▸ **Task prompt**
Set down each line of the data below exactly as it stands, dropping the pictures.

Stored items from a collection
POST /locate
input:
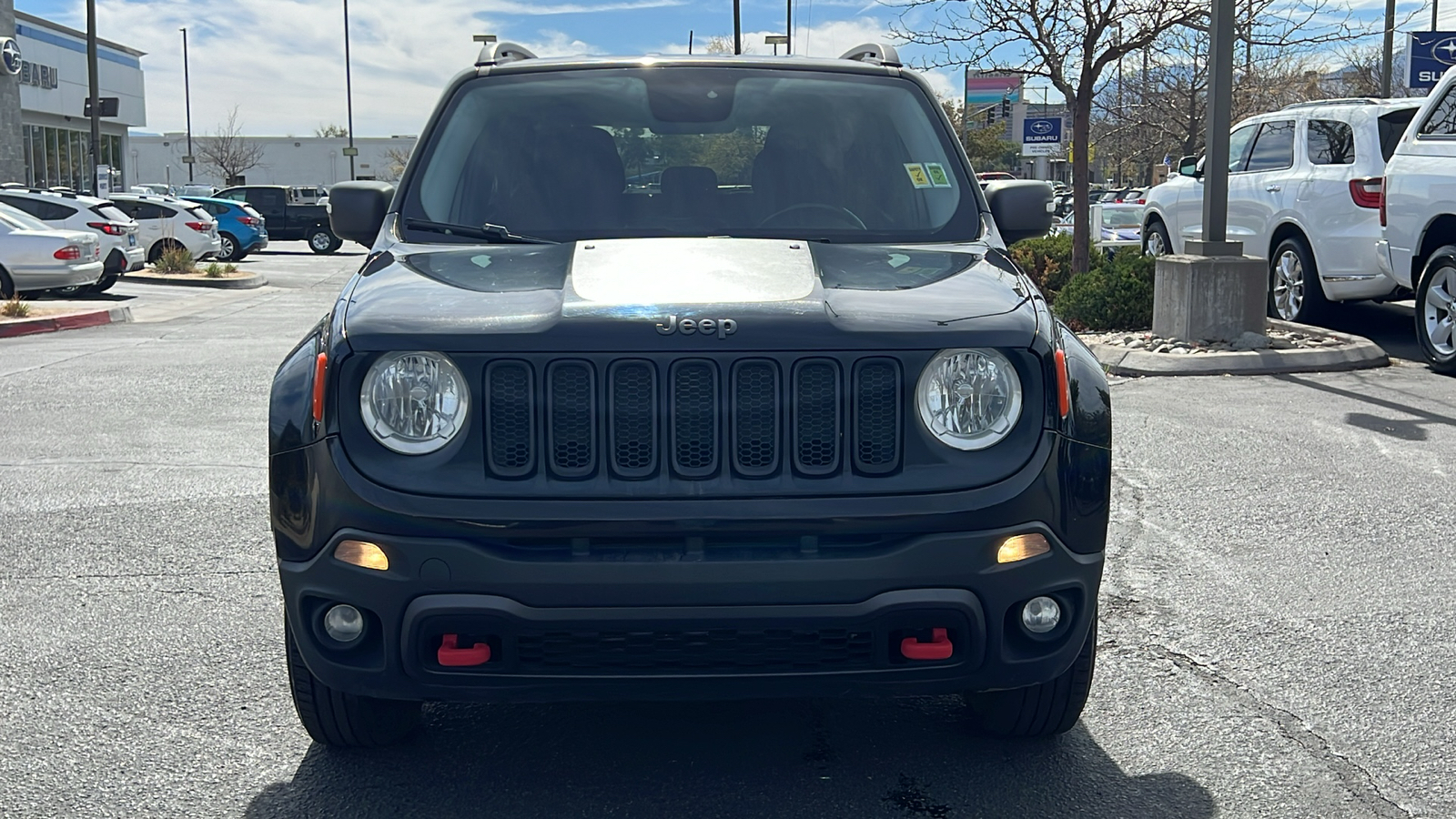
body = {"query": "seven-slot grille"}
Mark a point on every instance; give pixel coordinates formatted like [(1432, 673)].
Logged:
[(693, 417)]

▸ **Written reply**
POST /locate
input:
body = {"query": "seven-slot grille"}
Mark a point on every instance; give pixel coordinates formatted like [(1432, 673)].
Logged:
[(693, 417)]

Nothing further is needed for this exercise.